◆ **Provided material**
[BEGIN]
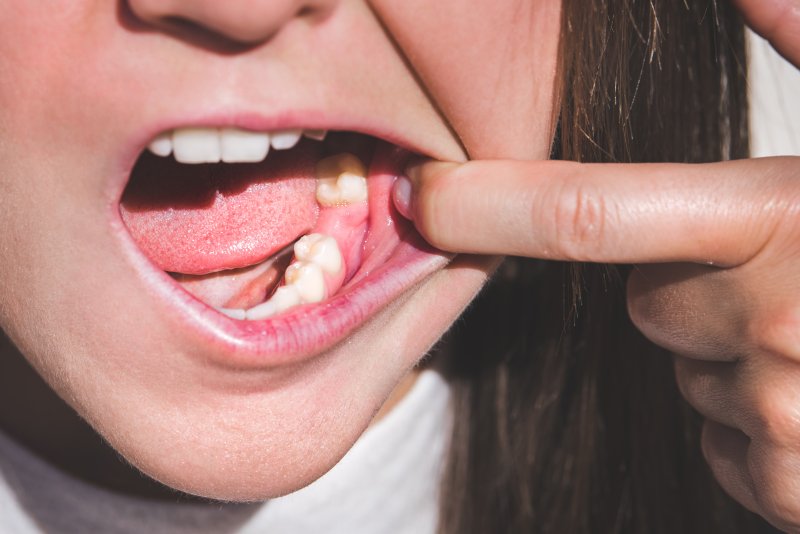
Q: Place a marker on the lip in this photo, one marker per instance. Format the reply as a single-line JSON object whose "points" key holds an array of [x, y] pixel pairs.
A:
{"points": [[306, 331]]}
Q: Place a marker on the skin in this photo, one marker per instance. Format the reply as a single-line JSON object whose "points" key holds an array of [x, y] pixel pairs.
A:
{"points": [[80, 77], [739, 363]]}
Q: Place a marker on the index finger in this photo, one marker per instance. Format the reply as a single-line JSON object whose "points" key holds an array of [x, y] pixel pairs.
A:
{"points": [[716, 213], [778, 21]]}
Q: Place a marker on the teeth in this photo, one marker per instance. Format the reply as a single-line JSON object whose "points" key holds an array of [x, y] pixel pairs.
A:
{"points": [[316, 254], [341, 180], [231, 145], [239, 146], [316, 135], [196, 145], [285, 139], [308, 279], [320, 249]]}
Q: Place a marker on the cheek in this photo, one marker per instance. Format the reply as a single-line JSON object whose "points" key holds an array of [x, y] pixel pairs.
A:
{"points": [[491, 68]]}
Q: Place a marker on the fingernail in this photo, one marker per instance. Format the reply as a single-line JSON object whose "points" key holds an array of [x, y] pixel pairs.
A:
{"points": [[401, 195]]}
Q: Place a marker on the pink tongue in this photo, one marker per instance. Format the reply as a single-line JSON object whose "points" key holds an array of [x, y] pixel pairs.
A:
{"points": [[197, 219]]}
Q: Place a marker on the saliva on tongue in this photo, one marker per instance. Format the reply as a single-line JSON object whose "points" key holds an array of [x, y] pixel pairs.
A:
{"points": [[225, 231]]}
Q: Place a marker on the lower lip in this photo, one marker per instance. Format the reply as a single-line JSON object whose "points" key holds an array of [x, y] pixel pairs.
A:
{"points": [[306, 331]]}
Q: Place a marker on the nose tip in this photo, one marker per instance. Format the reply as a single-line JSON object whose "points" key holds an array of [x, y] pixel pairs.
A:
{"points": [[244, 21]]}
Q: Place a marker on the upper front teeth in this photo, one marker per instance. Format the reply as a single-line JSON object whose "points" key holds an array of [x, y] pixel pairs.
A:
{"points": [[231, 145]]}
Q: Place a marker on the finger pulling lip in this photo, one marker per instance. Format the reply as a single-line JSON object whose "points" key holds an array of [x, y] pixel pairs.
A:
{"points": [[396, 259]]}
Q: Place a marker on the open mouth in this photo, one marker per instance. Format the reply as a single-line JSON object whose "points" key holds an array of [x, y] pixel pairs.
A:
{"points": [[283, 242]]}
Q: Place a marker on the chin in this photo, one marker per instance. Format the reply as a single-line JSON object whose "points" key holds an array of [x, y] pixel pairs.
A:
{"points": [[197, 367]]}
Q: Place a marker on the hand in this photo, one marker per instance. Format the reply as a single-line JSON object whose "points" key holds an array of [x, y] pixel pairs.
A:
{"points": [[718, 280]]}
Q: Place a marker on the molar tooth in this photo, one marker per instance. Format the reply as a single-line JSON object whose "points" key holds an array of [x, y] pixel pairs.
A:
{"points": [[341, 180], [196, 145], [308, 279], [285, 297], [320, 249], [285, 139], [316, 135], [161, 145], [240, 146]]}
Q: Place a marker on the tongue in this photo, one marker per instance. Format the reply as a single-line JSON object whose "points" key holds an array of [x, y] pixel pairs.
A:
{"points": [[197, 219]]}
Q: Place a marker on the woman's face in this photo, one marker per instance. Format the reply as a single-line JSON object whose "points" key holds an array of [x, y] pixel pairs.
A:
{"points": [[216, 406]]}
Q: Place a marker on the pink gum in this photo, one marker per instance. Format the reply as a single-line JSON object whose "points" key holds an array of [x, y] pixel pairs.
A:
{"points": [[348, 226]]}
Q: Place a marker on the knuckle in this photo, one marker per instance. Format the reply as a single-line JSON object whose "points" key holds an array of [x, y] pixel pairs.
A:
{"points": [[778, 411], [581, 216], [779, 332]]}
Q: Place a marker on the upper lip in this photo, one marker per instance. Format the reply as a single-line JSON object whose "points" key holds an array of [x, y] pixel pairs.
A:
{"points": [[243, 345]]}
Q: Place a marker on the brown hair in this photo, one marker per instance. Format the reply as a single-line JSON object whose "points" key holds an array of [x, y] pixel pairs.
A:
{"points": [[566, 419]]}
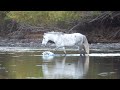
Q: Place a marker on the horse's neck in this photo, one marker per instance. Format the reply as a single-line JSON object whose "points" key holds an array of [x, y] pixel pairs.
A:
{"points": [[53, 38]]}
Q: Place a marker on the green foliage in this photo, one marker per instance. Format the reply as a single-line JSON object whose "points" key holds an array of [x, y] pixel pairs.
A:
[END]
◆ **Request**
Take the line that contains "Q: Place a marker on the upper lip" and every line after it up to the end of the records above, and restate them exactly, without the pictures.

◆ **Answer in full**
Q: Place a marker on the upper lip in this photo, one marker per instance. Format the reply as a single-line JSON object whose "points" key holds an array of [x, y] pixel pairs.
A:
{"points": [[243, 345]]}
Q: Place a marker on the brown hair in this photo, one marker per instance. Format the reply as a single-line JSON object whose "points" key holds an array of [x, y] pixel pairs.
A:
{"points": [[566, 419]]}
Q: Place a marker on the horse's neck in this photo, one marker per instance. Format the reply as a single-line JSON object whose "points" key holds an array of [x, y] pixel pairs.
A:
{"points": [[53, 38]]}
Q: Place a marker on the green foliage in this photo, one marker per instance. Format the reply as a single-line JSON object whose "points" key holds an array of [x, y] pixel pairs.
A:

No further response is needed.